以下の中川政七商店の事業に関する抜粋文によると、この会社は全国でおよそ何社の作り手と商品の企画・製造を一緒に行っていますか。
═════ 抜粋文
ここはセレクトショップという印象を持たれがちなんですけれども、実はセレクトショップではございません。ファブレスではあるんですが、全国で800社ぐらい、800の作り手のみなさまと、商品の企画と製造という商品開発を一緒にさせていただいて。

それを店頭に並べて販売しているということで、SPAと呼ばせていただいています。これが事業の主としての工芸SPAですね。こちらはどちらかというと、一緒にモノづくりをするというプロセスを通じて、日本全国の手仕事、あるいはモノづくりのメーカーさんを支援しているという営みです。

もう1つの産地支援というのは、ちょっと違った切り口です。コンサルティングや経営支援のようなかたちで、日本の工芸メーカーを元気にできないか、という意味合いで行っている事業でして。

産地やその中のメーカーさんに対するコンサルティング、あるいは販路の支援、採用のサポートなど、いわゆる経営全般のサポートをさせていただいて、少しでも産地やメーカーさんと我々の会社が一緒に手を取り合って発展していけるような世界を作っていきたいなと思っています。

そのために目指しているところが、「日本の工芸を元気にする!」です。そんなことをビジョンとして標榜しながらやっている会社でございます。

中川政七商店が直営事業に踏み出した理由

坊垣:ありがとうございます。ちょっと差し込んでいいですか?

荻野:はい。

坊垣:今のお話を聞くと、基本的にはモノづくりから始まっていて、実際に商品をメーカーさんと一緒に作っていくところがメインなのかなと思いまして。そこからさらに小売までやられている理由はなんでしょうか?

荻野:小売というのは、直営店?

坊垣:そうです。

荻野:なるほど。もともと直営店を始めたのは、自分達の足で立って事業をしていきたいという想いですね。もともとは、卸を中心にやってきていたんですよ。

ただ、極端に言うと、卸だと問屋さんやその先の販路さんが傾くと、そのまま自分たちではどうしようもない状態まで傾いてしまうことがあって。それに、卸だけでは直接消費者の方と触れて、その声を聞くことができないんです。

なので、どうしても作り手と距離が離れてしまう、自分たちで対応できないという、わりとアンコントローラブルな状況に置かれてしまうことが多いんじゃないかという想いがございます。

そこを打破するには、非常に難易度は高いものの、直営事業に踏み出していかないと難しいんじゃないかなと。そういう想いで小売に進出をしたんですね。

坊垣:ちょっと難易度が高そうだなと思っていまして。私たちは今、このお二方の力を借りてお店を持てているような状況で、やっぱり直営店はすごくハードルが高い感じがするんですが、最初はけっこうご苦労されましたか?

荻野:私自身は入社前でしたが、そう聞いています(笑)。このお二方の前で小売を語るのは、釈迦に説法にもほどがあると思うんですけれども(笑)、やっぱり店舗数が一定以上広がらないと直営の事業は黒字化もしづらいし、効果も出づらいです。踏み切るという意思決定をする以上は、一定の規模感は求めていかないといけないんです。
══════════
═════ データ部分
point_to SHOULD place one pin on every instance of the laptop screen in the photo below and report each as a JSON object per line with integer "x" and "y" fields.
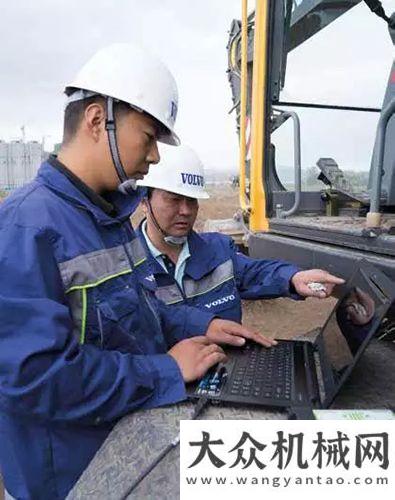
══════════
**解答:** 全国で800社ぐらいの作り手と、商品の企画と製造を一緒に行っています。